Your instructions »
Look over the material below and count the lines that include "wooden". Give only the total.

====== Data to process ======

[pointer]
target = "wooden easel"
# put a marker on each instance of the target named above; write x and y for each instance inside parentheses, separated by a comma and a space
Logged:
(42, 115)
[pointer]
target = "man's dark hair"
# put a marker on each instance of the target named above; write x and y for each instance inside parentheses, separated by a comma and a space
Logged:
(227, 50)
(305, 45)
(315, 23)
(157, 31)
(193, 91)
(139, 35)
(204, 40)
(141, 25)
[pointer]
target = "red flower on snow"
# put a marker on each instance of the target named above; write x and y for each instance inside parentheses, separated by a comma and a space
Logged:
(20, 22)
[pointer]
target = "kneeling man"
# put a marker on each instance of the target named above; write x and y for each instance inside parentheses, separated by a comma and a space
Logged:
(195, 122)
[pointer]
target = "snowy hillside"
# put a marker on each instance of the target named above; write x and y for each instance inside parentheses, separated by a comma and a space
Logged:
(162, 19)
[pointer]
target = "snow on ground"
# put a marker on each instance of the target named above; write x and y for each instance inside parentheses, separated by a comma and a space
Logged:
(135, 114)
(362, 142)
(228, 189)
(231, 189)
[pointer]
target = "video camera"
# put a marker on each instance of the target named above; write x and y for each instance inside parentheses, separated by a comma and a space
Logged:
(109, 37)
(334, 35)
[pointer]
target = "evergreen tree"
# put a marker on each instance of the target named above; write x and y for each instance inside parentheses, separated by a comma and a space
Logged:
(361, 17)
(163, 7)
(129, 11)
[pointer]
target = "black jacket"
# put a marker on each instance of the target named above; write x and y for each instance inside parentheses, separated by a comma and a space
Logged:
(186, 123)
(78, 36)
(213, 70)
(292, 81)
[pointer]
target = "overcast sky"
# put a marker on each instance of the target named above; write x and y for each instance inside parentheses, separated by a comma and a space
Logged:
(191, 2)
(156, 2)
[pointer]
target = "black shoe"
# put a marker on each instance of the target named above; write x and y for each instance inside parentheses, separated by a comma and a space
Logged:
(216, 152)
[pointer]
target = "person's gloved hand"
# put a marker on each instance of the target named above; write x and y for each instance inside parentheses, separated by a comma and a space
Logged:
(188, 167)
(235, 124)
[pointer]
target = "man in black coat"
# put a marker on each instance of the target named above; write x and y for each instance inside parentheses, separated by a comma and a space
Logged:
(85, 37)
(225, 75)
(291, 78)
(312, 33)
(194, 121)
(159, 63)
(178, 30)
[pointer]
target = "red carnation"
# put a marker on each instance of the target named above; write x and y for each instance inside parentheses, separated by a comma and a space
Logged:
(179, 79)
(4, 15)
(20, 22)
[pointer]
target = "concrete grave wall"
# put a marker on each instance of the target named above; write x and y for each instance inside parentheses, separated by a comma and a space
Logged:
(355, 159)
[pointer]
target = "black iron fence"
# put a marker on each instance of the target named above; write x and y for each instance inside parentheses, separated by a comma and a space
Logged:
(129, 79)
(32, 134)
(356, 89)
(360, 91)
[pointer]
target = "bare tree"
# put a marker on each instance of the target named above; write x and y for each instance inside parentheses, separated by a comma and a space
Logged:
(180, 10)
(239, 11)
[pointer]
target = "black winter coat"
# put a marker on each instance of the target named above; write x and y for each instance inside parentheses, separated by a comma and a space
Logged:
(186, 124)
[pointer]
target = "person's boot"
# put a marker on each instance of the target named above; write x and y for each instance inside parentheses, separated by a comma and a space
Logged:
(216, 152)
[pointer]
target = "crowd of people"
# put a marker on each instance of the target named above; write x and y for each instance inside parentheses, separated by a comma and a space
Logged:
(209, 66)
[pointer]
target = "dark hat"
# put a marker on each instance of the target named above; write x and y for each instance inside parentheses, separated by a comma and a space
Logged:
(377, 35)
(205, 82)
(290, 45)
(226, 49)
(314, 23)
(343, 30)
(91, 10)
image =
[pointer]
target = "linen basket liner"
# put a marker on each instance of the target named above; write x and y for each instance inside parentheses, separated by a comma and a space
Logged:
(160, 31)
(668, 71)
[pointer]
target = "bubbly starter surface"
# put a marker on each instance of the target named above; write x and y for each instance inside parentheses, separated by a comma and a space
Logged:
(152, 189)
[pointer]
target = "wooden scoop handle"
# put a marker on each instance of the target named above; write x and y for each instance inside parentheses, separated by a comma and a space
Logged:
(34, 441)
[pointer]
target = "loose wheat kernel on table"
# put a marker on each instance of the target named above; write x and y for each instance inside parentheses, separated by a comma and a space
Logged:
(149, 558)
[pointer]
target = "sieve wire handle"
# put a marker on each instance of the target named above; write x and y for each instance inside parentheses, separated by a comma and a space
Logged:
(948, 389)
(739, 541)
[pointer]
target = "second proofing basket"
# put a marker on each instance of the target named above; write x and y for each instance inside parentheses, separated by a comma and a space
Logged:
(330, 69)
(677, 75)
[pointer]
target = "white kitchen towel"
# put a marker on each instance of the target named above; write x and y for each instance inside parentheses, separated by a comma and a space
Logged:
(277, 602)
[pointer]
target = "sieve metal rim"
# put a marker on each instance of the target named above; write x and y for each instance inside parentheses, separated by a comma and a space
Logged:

======

Solution for this task »
2